++++ Record excerpts
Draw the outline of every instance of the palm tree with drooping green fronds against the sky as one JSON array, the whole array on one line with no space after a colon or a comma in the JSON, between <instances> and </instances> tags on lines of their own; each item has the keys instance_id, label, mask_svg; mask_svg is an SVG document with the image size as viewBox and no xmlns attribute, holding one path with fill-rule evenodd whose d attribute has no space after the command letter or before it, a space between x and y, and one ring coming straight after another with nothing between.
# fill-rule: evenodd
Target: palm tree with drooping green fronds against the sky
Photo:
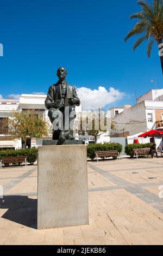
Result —
<instances>
[{"instance_id":1,"label":"palm tree with drooping green fronds against the sky","mask_svg":"<svg viewBox=\"0 0 163 256\"><path fill-rule=\"evenodd\" d=\"M133 50L135 51L137 46L147 40L149 42L147 47L147 55L149 58L155 41L159 49L162 48L163 0L153 0L153 6L146 1L138 1L138 4L141 5L142 11L131 15L130 19L138 19L139 21L124 40L127 41L133 35L142 34L142 36L136 40ZM163 54L161 54L160 50L159 52L163 74Z\"/></svg>"}]
</instances>

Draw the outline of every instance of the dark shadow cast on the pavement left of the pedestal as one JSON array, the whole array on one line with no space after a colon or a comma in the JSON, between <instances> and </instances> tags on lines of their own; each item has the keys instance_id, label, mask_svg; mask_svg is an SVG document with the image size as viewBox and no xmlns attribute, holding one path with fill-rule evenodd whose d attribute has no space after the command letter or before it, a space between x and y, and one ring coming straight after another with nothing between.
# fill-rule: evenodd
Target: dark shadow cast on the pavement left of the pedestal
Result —
<instances>
[{"instance_id":1,"label":"dark shadow cast on the pavement left of the pedestal","mask_svg":"<svg viewBox=\"0 0 163 256\"><path fill-rule=\"evenodd\" d=\"M30 228L37 228L37 199L21 195L0 198L0 209L8 209L2 218Z\"/></svg>"}]
</instances>

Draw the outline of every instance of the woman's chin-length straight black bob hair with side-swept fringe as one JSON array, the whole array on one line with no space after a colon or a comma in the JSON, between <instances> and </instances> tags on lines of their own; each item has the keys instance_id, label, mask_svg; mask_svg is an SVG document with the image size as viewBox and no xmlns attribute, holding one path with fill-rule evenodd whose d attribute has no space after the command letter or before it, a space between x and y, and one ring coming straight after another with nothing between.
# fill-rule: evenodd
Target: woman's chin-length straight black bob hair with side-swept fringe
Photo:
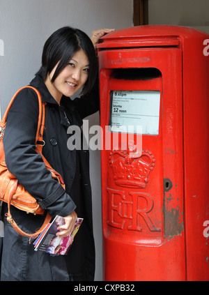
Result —
<instances>
[{"instance_id":1,"label":"woman's chin-length straight black bob hair with side-swept fringe","mask_svg":"<svg viewBox=\"0 0 209 295\"><path fill-rule=\"evenodd\" d=\"M53 83L56 77L61 73L63 68L67 66L72 56L83 50L89 61L88 80L84 84L82 94L88 93L93 87L97 75L97 62L95 49L91 39L79 29L71 27L63 27L58 29L47 39L42 51L42 66L36 75L40 75L43 80L47 79L47 75L52 72L53 68L58 66L52 77Z\"/></svg>"}]
</instances>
++++++++
**What you need to do:** Across the data above, how many lines contain "Target"? Reply with a bare number.

**Your response:** 3